┌─ RECORDED INFORMATION
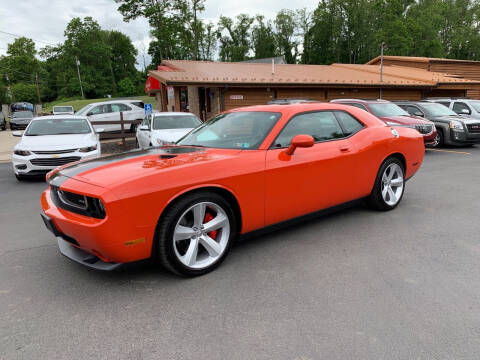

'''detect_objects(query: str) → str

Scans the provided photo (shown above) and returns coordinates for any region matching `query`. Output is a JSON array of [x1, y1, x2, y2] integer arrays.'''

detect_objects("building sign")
[[167, 86, 175, 100], [230, 95, 244, 100]]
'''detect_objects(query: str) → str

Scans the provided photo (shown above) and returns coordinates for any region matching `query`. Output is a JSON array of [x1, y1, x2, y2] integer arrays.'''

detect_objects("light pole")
[[76, 57, 84, 99]]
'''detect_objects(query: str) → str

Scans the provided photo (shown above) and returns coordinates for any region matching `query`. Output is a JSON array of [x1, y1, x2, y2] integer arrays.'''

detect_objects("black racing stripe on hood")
[[57, 146, 205, 179]]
└─
→ **TASK OBJECTIVE**:
Any images must be left out; transcribe the rest of the material exactly.

→ **REPLY TO THE EXERCISE**:
'''detect_objects(query: str) → str

Scans the provided photo (shown above) and returns coordinates for any region matching `query`. Output is a JSON array of [x1, y1, x2, y2] integer arrays.'''

detect_objects("building sign")
[[167, 86, 175, 100], [230, 95, 244, 100]]
'''detect_objects(query: str) → str

Scans the provided photo (shown above) and returns coordinates for any region matching `query`. Output is a JSON array of [x1, y1, x2, y2] integer arrays.'''

detect_objects("light pole")
[[76, 57, 84, 99]]
'''detect_objects(query: str) → str

Scans the provided photo (shown above) and returns coordinates for any region matching `query`. Output is a JSON array of [x1, y1, x2, y2] integer arrays.'''

detect_objects("black racing stripe on hood")
[[57, 146, 205, 179]]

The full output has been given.